=== OBJECTIVES ===
[A] In the article on the air tanker incidents, condense the paragraph that begins "An air tanker crashed around 1:45 p.m." into a short bulleted list that keeps its main facts.
[B] Reproduce the part of the article between "Crash of Air" and "aircraft went down.", inclusive, with no changes.

=== ARTICLE ===
⁂
Two air tanker incidents, one crash and one wheels-up landing

Tanker 11
File photo of Tanker 11. Neptune Aviation photo.

Updated at 10:15 p.m. MDT, June 3, 2012

Crash of Air Tanker 11

An air tanker crashed around 1:45 p.m. while working on a wildfire near the Nevada/Utah border today. Tanker 11, a P2V operated by Neptune Aviation, was working on the White Rock fire which started in Nevada 25-38 miles northeast of Caliente, but the fire burned across the state line into Iron County in Utah, which is where the aircraft went down.

There were two people on board, and it was confirmed late this afternoon by Don Smurthwaite at the National Interagency Fire Center that both of them died in the crash. Fox 13 reports that “Det. Jody Edwards, Iron County Sheriff’s Office, identified the two victims as Capt. Todd Neal Topkins and First Officer Ronnie Edwin Chambless.” Both were from Boise.
⁂
=== Pointing records ===
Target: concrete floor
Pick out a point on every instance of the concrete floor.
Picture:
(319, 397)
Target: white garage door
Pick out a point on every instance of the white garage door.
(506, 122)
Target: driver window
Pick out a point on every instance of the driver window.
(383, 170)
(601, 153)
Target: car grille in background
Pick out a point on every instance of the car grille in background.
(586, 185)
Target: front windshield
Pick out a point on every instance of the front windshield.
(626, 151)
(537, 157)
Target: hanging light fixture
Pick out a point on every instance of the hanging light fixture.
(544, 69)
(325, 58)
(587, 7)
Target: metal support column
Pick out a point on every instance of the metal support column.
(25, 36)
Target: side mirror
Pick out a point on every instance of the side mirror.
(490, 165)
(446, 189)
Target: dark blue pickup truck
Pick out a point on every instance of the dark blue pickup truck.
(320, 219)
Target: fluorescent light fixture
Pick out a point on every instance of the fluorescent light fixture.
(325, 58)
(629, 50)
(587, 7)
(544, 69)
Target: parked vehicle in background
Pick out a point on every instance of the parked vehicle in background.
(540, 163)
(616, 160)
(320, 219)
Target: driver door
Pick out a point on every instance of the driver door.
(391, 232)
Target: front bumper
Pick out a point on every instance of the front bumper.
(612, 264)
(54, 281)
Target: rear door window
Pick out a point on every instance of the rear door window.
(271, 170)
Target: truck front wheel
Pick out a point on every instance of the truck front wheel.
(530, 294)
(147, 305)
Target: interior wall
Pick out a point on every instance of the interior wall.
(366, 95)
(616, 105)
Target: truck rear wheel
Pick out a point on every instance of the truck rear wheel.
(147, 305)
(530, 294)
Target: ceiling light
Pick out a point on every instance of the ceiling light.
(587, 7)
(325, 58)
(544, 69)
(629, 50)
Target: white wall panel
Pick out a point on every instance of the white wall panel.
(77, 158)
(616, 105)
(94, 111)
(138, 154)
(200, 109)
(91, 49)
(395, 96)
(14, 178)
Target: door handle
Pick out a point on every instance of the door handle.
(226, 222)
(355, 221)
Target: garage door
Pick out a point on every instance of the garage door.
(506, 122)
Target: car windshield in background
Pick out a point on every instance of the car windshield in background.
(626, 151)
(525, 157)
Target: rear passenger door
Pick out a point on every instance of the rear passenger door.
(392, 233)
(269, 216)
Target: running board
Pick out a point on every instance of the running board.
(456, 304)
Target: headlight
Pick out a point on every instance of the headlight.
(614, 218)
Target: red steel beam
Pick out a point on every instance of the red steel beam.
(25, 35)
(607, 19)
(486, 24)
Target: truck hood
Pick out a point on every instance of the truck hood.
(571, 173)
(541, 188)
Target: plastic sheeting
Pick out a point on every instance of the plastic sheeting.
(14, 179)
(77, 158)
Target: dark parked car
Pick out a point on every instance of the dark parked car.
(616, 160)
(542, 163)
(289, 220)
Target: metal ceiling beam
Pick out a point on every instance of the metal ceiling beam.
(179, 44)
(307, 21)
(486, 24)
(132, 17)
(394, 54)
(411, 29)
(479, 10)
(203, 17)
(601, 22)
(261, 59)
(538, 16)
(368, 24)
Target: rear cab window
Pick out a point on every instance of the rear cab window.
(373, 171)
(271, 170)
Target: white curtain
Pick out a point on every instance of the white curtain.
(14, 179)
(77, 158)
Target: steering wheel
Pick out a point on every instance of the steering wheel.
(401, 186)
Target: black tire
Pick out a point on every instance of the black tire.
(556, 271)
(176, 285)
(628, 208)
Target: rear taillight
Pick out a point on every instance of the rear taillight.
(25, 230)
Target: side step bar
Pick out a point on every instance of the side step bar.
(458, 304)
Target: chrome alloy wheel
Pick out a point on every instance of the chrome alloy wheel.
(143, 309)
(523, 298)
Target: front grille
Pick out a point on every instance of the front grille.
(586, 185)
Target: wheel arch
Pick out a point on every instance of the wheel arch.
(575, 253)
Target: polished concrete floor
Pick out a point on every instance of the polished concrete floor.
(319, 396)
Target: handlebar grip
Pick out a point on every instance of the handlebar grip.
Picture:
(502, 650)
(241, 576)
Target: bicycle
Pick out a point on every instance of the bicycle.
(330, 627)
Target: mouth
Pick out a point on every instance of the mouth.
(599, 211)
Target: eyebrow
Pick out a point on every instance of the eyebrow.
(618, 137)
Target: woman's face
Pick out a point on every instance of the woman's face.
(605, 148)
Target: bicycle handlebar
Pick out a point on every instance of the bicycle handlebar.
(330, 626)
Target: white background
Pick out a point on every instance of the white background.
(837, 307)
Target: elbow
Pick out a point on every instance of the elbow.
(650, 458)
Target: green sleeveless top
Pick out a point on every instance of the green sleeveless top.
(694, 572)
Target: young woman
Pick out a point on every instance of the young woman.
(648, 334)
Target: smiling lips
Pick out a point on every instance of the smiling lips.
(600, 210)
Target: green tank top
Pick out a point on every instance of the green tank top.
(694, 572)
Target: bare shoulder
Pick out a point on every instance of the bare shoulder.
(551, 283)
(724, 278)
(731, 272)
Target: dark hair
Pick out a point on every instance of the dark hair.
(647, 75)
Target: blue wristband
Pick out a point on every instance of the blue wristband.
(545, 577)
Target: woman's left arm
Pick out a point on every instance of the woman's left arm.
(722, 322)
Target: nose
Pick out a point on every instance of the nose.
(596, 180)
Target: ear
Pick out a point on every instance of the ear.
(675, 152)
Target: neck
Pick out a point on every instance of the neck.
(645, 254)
⁂
=== SOLUTIONS IN ORDER ===
[A]
- Tanker 11, a P2V operated by Neptune Aviation, crashed around 1:45 p.m. while working a wildfire near the Nevada/Utah border.
- The aircraft was assigned to the White Rock fire, which started in Nevada 25-38 miles northeast of Caliente.
- The fire crossed the state line into Iron County, Utah, and that is where the tanker went down.

[B]
Crash of Air Tanker 11

An air tanker crashed around 1:45 p.m. while working on a wildfire near the Nevada/Utah border today. Tanker 11, a P2V operated by Neptune Aviation, was working on the White Rock fire which started in Nevada 25-38 miles northeast of Caliente, but the fire burned across the state line into Iron County in Utah, which is where the aircraft went down.